- _About this task_
Could you copy out everything from the start of the rows down to the line containing "box: [190, 136, 352, 205]", both ends included, without the pictures?

- _Data for the task_
========

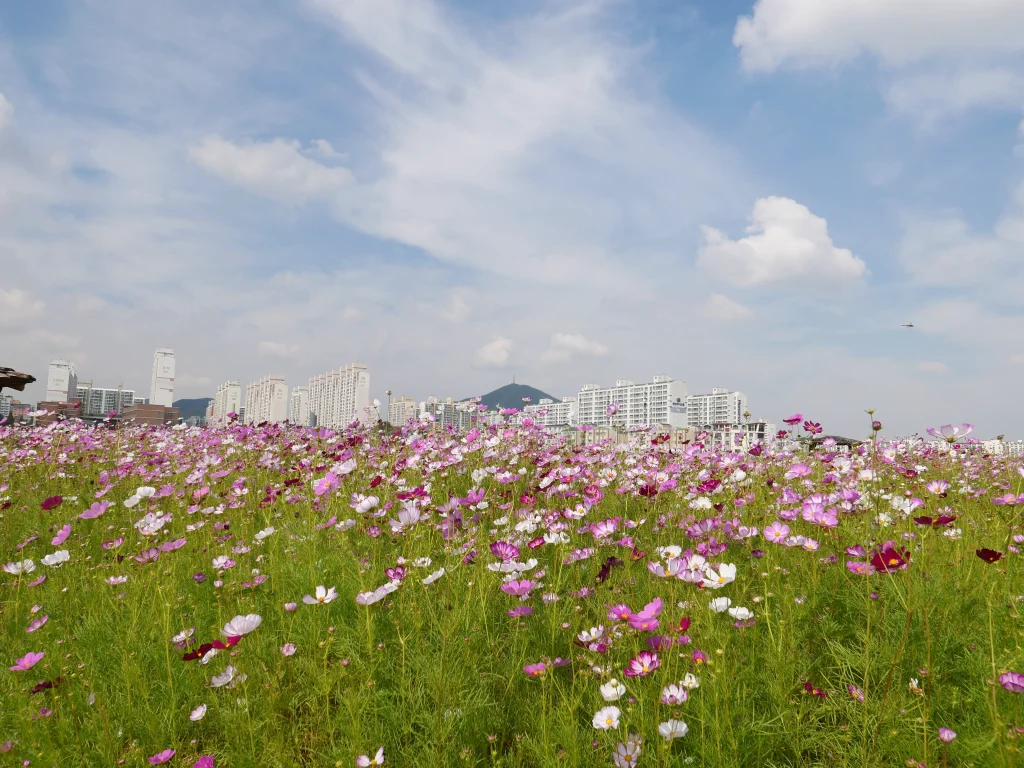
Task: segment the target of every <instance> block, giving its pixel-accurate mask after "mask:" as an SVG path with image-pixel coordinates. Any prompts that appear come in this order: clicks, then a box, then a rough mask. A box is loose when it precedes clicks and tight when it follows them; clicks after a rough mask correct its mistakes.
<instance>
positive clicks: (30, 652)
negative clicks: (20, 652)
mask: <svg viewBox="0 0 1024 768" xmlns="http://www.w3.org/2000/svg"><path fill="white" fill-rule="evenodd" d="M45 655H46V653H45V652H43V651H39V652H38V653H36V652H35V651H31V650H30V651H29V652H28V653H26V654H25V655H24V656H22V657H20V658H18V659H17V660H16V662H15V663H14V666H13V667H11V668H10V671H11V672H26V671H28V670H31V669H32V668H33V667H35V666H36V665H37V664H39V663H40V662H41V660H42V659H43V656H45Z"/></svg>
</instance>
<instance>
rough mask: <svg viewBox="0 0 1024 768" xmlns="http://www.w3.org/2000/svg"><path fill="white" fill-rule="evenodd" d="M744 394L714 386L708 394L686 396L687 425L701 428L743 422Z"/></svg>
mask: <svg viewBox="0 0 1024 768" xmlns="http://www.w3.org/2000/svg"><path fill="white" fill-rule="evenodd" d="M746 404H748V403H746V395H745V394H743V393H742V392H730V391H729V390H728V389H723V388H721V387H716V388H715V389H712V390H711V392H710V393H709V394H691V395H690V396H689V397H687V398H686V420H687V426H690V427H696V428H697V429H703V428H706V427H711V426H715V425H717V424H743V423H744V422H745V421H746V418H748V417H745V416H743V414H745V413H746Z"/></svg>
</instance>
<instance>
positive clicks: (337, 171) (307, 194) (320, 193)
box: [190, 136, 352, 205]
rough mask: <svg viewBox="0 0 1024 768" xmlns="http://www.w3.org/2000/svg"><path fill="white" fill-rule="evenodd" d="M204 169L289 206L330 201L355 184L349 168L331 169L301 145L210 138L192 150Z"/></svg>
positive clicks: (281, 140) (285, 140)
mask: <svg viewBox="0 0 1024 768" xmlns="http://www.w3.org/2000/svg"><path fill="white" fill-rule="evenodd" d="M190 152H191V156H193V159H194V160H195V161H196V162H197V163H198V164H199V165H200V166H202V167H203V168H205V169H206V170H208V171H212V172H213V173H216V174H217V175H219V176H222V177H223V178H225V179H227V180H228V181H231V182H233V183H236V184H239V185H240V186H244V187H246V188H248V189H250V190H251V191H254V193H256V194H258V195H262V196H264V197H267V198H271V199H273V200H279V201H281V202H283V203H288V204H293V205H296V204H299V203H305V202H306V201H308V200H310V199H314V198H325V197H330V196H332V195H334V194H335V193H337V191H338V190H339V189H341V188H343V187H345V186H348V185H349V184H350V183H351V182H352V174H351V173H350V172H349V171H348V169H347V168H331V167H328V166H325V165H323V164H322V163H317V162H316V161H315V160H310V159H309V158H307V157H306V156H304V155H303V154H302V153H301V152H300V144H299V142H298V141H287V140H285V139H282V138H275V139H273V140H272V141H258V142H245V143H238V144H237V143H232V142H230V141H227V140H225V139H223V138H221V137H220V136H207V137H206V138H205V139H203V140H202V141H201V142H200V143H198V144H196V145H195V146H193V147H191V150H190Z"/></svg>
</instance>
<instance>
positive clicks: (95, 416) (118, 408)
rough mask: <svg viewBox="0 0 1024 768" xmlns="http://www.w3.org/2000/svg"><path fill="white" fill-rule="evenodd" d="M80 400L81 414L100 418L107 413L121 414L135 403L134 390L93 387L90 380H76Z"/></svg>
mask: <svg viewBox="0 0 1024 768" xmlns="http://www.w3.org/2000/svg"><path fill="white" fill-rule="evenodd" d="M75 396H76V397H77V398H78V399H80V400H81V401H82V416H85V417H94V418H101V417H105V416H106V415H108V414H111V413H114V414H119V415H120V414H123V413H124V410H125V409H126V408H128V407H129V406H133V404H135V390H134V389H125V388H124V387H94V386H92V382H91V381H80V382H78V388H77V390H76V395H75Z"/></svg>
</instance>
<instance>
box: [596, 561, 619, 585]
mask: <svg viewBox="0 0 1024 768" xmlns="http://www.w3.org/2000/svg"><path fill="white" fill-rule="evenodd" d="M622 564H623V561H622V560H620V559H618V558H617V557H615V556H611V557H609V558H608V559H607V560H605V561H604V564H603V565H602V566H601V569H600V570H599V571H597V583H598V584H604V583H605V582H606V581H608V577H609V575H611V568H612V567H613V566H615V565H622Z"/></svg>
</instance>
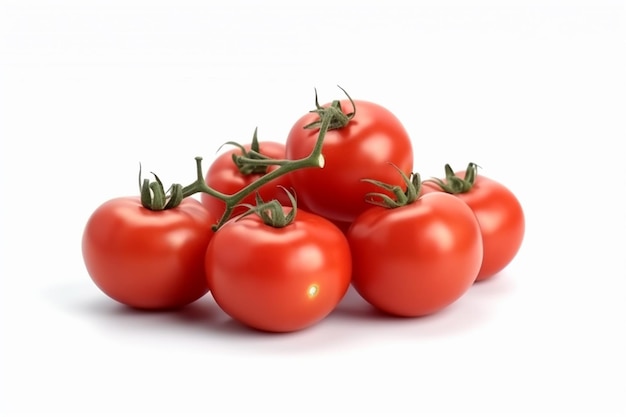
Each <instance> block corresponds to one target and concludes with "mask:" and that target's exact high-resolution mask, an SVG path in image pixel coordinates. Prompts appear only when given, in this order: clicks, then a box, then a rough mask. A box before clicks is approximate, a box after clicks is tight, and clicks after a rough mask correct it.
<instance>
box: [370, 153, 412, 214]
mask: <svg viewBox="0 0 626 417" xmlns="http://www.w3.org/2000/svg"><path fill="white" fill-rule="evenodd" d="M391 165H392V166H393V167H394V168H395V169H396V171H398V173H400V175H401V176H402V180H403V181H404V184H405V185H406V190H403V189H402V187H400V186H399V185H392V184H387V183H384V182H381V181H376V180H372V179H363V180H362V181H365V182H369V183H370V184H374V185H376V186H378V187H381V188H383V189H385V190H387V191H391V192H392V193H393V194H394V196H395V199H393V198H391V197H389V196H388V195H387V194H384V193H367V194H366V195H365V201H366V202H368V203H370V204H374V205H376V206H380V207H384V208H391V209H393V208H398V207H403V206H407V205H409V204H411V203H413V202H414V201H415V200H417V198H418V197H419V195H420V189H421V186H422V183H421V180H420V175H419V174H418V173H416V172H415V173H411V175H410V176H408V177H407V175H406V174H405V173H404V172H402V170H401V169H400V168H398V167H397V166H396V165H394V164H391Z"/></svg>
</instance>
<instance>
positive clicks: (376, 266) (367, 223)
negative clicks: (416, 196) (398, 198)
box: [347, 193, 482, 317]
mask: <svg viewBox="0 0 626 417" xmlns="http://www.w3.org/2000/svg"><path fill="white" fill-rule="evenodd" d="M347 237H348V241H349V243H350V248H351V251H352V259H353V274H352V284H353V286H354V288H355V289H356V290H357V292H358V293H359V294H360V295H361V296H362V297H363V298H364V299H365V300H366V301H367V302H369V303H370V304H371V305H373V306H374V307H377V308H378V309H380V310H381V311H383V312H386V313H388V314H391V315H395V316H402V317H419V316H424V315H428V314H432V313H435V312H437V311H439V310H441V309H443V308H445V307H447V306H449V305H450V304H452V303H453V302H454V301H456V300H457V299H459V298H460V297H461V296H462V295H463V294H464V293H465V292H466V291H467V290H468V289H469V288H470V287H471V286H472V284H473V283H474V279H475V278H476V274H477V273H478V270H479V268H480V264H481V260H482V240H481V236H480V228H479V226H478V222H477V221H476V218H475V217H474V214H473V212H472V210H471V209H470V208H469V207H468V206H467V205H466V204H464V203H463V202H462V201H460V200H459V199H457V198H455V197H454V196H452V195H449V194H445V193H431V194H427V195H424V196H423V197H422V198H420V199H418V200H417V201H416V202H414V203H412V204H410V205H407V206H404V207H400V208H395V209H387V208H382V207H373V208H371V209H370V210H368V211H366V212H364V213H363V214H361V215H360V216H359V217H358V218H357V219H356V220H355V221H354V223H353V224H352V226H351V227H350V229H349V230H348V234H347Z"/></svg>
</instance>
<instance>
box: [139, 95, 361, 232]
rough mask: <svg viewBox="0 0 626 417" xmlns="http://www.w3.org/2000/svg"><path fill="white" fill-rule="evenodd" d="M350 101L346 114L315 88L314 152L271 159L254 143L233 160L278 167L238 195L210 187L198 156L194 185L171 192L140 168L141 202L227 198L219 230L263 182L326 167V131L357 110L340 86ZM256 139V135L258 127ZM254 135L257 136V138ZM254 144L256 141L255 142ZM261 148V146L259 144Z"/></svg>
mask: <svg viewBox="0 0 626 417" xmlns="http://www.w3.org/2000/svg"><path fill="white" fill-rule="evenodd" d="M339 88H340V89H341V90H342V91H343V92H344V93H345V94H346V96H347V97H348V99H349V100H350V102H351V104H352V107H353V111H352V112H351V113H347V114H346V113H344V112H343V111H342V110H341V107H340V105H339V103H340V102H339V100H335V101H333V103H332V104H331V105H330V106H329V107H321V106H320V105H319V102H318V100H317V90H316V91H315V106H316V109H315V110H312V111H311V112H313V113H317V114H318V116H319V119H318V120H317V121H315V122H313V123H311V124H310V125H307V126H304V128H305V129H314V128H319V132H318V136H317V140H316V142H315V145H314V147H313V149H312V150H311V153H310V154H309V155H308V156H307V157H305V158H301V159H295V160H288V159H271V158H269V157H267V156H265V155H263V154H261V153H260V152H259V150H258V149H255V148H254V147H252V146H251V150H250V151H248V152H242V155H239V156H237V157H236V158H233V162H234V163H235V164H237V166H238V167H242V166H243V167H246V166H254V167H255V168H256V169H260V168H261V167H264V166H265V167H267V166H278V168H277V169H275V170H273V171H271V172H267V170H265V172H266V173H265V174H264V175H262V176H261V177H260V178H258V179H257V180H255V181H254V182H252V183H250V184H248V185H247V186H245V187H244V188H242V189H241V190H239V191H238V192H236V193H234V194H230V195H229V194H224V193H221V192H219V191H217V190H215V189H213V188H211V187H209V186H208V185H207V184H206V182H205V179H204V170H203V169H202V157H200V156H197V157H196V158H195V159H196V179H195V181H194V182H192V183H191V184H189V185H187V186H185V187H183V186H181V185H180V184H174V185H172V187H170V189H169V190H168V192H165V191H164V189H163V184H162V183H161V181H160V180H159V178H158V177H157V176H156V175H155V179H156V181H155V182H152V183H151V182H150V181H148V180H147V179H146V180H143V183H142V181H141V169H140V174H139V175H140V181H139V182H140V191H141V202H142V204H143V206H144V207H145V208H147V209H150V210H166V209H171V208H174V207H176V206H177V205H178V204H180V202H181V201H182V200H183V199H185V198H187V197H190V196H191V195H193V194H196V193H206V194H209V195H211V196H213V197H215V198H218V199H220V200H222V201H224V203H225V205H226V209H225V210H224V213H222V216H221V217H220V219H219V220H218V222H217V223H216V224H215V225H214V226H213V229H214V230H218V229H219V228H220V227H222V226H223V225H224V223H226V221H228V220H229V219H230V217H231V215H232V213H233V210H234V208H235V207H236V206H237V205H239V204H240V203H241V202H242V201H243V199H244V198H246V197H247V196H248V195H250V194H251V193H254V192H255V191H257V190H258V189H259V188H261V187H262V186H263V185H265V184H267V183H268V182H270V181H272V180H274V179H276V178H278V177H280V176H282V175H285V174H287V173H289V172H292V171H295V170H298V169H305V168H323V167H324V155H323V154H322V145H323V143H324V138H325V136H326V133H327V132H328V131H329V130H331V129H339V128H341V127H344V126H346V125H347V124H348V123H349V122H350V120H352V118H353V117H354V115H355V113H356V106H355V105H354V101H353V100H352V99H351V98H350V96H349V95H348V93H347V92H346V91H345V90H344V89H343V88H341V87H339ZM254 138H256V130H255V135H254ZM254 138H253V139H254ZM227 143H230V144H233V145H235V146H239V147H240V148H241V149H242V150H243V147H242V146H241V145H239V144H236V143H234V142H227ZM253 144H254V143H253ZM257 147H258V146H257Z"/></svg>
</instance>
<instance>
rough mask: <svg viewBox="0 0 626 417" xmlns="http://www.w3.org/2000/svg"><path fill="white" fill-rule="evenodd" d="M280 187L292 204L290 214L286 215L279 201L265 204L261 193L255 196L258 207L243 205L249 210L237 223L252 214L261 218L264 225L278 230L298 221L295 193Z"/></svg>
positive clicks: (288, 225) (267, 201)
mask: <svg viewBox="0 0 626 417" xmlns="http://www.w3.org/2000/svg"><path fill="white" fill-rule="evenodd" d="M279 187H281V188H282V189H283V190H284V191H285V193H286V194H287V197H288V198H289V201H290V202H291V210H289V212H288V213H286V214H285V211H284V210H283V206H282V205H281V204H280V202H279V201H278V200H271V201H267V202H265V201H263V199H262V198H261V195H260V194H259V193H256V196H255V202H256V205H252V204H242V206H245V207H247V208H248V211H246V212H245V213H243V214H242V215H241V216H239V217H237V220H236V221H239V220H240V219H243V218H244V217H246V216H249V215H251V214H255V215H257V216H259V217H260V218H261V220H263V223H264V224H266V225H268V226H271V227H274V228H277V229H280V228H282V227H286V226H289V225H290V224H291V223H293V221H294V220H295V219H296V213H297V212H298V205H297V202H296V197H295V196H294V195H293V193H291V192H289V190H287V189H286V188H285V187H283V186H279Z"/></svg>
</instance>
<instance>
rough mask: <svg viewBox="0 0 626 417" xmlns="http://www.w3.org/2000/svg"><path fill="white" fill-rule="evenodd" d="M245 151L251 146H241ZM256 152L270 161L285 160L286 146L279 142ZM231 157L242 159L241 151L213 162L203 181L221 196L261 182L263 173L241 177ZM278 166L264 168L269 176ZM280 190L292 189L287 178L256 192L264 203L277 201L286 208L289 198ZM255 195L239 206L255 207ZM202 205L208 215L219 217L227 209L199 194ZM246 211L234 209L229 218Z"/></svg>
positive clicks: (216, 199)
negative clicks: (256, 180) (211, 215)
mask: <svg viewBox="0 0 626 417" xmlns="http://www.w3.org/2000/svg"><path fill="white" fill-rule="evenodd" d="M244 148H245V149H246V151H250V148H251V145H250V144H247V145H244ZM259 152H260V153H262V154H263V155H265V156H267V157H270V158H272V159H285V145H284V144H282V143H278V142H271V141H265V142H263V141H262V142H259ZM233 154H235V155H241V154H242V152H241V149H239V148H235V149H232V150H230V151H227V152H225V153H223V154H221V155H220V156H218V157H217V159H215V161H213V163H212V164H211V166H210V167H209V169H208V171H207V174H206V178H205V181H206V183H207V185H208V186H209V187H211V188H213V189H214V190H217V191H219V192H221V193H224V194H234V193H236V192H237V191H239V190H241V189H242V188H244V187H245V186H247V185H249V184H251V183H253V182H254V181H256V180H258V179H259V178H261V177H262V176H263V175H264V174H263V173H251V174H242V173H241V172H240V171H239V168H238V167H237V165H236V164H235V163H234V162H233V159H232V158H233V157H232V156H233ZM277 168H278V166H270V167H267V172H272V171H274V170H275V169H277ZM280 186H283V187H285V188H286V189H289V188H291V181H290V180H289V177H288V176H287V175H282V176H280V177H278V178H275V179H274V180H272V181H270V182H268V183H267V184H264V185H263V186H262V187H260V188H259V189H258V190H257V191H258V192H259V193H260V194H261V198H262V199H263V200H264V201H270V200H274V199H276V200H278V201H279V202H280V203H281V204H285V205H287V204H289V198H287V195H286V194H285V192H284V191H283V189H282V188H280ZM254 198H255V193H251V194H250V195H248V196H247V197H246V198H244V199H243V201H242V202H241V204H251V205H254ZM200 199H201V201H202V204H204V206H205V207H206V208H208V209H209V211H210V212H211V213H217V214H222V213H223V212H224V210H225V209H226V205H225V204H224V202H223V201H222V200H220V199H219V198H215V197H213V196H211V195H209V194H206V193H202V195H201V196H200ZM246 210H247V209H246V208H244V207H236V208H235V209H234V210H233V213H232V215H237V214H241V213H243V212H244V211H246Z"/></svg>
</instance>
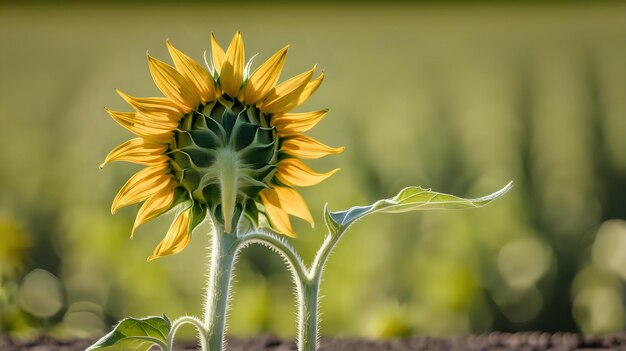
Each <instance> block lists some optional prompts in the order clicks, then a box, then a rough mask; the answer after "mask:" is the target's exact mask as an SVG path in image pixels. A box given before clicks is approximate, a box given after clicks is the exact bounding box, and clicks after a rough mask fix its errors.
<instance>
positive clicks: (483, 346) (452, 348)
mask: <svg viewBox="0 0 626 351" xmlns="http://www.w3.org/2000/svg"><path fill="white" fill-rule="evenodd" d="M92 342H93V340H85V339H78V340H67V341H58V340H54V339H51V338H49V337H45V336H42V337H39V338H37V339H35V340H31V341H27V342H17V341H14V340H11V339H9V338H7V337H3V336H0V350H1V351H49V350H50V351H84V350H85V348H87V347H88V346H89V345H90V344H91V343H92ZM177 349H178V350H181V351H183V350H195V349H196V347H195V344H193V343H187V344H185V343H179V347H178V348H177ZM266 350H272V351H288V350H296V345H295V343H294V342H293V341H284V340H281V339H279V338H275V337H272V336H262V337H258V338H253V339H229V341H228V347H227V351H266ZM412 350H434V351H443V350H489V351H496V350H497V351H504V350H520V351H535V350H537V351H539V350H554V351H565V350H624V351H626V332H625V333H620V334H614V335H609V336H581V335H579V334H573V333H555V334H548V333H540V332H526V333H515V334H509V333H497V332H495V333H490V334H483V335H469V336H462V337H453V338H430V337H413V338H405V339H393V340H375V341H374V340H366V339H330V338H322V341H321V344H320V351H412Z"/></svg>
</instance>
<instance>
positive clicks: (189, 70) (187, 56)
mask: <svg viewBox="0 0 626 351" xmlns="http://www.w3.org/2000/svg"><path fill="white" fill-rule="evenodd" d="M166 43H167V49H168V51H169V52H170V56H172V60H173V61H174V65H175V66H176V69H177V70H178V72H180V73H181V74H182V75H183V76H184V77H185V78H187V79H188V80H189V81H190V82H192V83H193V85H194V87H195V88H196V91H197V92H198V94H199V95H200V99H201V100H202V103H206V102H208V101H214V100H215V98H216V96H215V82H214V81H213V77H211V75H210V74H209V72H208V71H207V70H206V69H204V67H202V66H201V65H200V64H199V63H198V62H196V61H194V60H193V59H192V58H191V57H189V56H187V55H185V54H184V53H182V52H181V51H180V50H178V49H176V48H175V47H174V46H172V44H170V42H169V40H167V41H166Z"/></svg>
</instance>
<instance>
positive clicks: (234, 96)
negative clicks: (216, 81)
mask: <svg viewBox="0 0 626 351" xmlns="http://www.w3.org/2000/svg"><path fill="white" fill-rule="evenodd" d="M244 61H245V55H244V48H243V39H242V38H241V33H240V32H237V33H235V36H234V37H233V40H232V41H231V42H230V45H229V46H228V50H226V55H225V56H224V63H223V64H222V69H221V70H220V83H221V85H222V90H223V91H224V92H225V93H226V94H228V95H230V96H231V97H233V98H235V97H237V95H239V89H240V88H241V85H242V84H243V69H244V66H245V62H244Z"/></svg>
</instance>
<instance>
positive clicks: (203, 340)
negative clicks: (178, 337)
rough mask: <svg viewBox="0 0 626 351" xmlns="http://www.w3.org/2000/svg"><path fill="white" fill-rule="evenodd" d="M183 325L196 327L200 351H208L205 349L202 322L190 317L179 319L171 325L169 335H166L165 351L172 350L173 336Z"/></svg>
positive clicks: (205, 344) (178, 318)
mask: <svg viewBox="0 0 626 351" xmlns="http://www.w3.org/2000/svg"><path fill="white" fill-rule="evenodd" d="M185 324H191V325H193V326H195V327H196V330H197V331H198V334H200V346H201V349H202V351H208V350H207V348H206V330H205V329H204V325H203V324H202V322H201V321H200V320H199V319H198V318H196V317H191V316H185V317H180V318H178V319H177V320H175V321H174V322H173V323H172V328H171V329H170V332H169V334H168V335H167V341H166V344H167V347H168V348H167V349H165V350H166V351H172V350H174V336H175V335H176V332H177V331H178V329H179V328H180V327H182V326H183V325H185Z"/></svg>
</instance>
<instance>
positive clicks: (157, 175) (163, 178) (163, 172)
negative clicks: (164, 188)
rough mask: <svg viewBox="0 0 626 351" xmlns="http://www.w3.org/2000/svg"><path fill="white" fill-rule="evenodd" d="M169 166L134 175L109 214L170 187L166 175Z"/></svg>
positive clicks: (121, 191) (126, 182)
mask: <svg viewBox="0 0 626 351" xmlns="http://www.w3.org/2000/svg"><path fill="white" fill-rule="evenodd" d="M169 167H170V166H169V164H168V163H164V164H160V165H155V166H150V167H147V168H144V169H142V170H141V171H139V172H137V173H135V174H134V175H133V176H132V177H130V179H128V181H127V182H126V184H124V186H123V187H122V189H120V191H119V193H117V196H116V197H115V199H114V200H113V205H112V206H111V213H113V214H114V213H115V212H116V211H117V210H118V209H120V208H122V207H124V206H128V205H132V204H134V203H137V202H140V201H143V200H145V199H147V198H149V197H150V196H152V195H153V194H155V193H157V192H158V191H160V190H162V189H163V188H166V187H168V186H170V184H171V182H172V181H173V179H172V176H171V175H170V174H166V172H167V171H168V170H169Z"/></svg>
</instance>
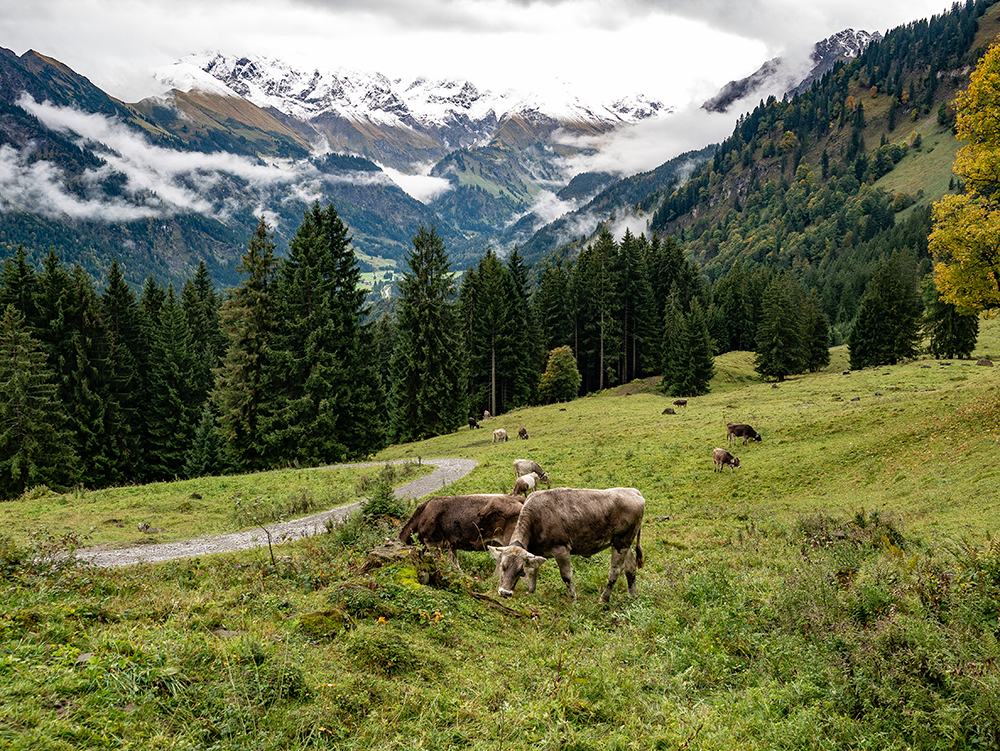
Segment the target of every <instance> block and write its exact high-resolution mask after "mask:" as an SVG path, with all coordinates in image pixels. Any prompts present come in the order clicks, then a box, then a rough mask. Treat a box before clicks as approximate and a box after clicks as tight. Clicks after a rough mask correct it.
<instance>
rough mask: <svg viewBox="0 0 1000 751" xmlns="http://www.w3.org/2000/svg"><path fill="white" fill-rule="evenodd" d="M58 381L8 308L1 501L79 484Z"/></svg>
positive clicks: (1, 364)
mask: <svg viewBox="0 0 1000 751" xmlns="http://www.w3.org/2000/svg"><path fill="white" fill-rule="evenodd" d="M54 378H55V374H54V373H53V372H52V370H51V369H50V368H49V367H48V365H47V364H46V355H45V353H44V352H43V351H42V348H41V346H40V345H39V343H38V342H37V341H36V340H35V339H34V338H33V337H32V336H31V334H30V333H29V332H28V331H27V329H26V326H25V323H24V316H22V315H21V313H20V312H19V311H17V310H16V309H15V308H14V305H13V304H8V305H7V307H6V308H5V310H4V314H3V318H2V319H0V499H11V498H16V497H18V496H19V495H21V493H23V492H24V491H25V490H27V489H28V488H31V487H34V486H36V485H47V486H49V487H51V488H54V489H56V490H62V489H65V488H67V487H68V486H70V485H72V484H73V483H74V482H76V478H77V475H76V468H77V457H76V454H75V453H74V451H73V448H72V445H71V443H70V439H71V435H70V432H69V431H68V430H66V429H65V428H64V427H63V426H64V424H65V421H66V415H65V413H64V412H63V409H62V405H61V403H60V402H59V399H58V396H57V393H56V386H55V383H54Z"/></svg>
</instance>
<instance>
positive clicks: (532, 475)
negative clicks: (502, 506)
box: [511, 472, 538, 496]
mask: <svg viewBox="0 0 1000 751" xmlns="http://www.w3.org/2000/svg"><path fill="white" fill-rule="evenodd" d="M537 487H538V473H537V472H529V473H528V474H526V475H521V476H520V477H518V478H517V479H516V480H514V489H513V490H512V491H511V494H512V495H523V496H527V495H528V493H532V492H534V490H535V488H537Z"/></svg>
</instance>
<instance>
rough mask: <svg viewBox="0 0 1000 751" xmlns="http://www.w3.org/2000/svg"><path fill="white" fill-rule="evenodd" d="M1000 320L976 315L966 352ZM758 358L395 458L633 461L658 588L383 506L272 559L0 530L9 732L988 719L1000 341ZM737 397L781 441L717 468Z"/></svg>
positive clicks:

========

- _Solution below_
Task: segment the target of every <instance> block, giving its pixel-accurate mask after "mask:" as an SVG path with image-pixel coordinates. Any prompts that appear come in this order: clicks, then a box, then a rough mask. A box is loose when it precedes clicks and tight when it follows them; clicks after a rough mask correct its mistakes.
<instance>
positive clicks: (30, 652)
negative clicks: (20, 652)
mask: <svg viewBox="0 0 1024 768" xmlns="http://www.w3.org/2000/svg"><path fill="white" fill-rule="evenodd" d="M45 655H46V653H45V652H43V651H39V652H38V653H36V652H35V651H31V650H30V651H29V652H28V653H26V654H25V655H24V656H22V657H20V658H18V659H17V660H16V662H15V663H14V666H13V667H11V668H10V671H11V672H26V671H28V670H31V669H32V668H33V667H35V666H36V665H37V664H39V663H40V662H41V660H42V659H43V656H45Z"/></svg>
</instance>
<instance>
rough mask: <svg viewBox="0 0 1024 768" xmlns="http://www.w3.org/2000/svg"><path fill="white" fill-rule="evenodd" d="M744 394L714 386L708 394L686 396L687 425L701 428L743 422Z"/></svg>
mask: <svg viewBox="0 0 1024 768" xmlns="http://www.w3.org/2000/svg"><path fill="white" fill-rule="evenodd" d="M746 404H748V403H746V395H745V394H743V393H742V392H730V391H729V390H728V389H723V388H721V387H716V388H715V389H712V390H711V392H710V393H709V394H691V395H690V396H689V397H687V398H686V420H687V426H690V427H696V428H697V429H703V428H706V427H711V426H715V425H717V424H743V423H744V422H745V421H746V418H748V417H745V416H743V414H745V413H746Z"/></svg>
</instance>
<instance>
positive clicks: (337, 171) (307, 194) (320, 193)
box: [190, 136, 352, 205]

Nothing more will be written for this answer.